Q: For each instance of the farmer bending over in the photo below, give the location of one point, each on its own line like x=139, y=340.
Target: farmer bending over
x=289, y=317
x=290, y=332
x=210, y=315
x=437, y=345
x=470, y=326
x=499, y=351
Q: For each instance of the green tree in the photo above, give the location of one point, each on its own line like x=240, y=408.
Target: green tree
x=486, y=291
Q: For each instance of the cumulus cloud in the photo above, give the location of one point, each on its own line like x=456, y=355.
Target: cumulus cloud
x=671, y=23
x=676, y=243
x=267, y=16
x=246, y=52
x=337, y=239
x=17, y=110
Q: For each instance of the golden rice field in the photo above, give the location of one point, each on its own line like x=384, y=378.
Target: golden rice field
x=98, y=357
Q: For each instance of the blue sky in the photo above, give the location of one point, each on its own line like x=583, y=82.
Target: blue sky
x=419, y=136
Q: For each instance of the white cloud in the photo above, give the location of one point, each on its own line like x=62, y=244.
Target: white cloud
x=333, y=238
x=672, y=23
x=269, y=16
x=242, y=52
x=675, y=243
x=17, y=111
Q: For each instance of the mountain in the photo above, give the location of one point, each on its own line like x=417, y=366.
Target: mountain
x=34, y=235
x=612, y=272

⁂

● Aim
Reproduce each entry word for word.

● Written reply
Q: For each instance of the farmer bending over in the photo below, give the location of one point, each on its own line like x=139, y=340.
Target: farmer bending over
x=289, y=317
x=290, y=332
x=210, y=315
x=437, y=345
x=470, y=326
x=499, y=351
Q: For each instance of the green tree in the photo above, give the location of one point, each on its own line like x=240, y=408.
Target: green tree
x=486, y=291
Q: For each instance of the cumulus cloud in the photo above, give the location of one point, each on its own line like x=456, y=355.
Target: cumulus cloud
x=671, y=23
x=676, y=243
x=267, y=16
x=246, y=52
x=337, y=239
x=17, y=110
Q: For each instance of the golden rice field in the photo above, give the location of one point, each on its own line like x=384, y=378.
Target: golden rice field
x=98, y=357
Q: For each instance of the blue sky in the photo above, give the location of one point, each on its own line like x=583, y=82.
Target: blue sky
x=419, y=136
Q: For each instance of the white cloud in the photo above, give the location of one point, each on its own line like x=62, y=244.
Target: white cloud
x=333, y=238
x=672, y=23
x=269, y=16
x=242, y=52
x=675, y=243
x=17, y=111
Q: For each instance of the mountain in the photo above, give the location of one point, each on its own line like x=417, y=366.
Target: mountain
x=34, y=235
x=612, y=272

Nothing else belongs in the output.